===== Data shown

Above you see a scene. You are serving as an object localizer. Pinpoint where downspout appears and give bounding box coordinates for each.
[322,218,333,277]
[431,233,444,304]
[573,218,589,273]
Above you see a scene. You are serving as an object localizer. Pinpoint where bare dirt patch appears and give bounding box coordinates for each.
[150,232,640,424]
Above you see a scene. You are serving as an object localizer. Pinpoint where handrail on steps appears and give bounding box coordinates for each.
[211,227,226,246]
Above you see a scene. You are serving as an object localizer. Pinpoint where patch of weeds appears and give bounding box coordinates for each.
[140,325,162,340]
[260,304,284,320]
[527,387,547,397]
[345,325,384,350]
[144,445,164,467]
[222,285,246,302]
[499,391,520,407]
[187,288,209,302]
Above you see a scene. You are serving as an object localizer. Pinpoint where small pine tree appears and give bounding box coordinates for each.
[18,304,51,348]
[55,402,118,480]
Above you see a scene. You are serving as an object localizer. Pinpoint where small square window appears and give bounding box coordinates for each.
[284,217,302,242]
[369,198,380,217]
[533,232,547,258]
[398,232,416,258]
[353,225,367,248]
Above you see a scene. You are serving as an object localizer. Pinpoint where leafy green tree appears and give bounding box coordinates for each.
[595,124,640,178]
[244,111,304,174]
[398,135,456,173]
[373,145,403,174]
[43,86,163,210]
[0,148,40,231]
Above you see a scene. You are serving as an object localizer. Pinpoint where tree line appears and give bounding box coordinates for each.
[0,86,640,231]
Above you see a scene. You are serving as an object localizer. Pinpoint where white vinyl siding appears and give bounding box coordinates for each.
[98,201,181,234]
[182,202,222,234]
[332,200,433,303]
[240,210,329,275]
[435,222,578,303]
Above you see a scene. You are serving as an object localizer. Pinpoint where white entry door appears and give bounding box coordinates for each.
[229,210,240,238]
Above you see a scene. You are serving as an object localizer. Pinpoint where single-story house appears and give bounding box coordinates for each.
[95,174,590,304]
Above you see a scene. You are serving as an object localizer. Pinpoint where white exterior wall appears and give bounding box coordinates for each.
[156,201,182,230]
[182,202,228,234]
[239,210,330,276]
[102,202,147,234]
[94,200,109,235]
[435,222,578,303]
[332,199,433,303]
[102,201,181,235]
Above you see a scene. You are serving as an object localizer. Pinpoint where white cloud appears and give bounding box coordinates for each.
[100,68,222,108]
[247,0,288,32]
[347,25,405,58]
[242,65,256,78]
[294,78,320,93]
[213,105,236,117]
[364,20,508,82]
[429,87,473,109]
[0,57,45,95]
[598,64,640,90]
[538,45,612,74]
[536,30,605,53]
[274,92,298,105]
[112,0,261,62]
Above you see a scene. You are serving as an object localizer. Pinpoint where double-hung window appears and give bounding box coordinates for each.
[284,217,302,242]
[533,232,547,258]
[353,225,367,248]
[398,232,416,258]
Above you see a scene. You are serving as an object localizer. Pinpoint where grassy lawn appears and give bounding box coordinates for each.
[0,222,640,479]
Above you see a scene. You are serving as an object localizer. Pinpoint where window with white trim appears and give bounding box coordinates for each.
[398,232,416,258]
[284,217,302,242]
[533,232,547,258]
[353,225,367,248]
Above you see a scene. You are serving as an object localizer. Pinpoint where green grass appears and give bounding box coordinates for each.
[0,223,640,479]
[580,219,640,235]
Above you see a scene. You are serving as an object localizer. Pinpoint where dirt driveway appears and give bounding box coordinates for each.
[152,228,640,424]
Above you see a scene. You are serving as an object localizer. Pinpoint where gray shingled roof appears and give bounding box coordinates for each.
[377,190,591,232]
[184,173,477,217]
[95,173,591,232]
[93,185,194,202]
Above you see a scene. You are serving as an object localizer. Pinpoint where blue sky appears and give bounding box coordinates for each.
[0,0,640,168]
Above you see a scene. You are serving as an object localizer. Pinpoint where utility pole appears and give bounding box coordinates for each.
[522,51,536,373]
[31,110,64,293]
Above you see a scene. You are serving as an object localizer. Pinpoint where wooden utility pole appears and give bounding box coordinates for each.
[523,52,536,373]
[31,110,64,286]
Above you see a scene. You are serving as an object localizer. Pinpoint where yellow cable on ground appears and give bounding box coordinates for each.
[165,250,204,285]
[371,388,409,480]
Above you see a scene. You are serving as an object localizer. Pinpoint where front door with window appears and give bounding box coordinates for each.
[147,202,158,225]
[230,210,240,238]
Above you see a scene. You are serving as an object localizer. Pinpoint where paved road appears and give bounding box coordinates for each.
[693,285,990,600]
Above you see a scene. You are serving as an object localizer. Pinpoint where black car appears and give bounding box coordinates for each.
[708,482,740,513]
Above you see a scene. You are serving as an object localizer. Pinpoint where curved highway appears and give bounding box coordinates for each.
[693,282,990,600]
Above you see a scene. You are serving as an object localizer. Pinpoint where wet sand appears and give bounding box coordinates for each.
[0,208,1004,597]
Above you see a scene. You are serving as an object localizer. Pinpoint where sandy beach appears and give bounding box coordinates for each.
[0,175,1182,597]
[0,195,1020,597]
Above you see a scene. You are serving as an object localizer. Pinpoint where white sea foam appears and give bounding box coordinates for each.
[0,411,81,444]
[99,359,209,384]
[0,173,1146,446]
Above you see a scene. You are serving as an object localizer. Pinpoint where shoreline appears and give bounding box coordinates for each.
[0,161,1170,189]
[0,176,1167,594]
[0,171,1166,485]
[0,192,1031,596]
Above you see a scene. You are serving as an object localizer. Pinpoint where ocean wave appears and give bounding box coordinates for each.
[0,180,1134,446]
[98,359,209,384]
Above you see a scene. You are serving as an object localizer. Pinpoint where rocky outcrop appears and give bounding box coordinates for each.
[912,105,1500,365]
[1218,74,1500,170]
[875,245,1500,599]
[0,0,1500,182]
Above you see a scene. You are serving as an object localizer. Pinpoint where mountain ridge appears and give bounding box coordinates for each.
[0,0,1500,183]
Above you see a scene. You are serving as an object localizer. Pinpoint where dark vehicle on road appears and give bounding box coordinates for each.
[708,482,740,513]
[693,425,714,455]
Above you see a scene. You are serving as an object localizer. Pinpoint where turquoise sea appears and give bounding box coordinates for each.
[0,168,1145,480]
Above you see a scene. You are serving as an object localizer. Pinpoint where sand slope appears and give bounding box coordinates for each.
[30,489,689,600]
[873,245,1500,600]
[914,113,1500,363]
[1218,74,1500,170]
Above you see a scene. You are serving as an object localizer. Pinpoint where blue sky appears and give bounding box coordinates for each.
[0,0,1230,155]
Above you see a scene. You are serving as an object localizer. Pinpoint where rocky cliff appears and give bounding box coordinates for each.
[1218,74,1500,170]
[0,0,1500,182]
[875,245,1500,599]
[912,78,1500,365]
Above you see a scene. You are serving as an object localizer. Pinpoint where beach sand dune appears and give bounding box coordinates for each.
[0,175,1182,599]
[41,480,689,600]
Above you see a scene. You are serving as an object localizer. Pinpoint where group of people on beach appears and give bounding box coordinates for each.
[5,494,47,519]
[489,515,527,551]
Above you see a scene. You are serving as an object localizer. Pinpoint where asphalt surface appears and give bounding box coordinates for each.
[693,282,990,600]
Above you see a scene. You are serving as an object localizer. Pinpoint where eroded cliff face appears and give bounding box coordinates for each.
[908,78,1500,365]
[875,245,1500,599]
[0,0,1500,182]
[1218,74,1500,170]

==========

§ **Written request**: Return every line above that contains the word "with". Case counts, so uppercase and lowercase letters must match.

§ **Answer to this problem**:
Above you see a scene. You are serving as an object localizer. Pinpoint where window with white trim appears and give bounding box coordinates for each.
Above you see a scene. You are serving as an object localizer. Pinpoint where front door with window appears and give bounding box coordinates for each.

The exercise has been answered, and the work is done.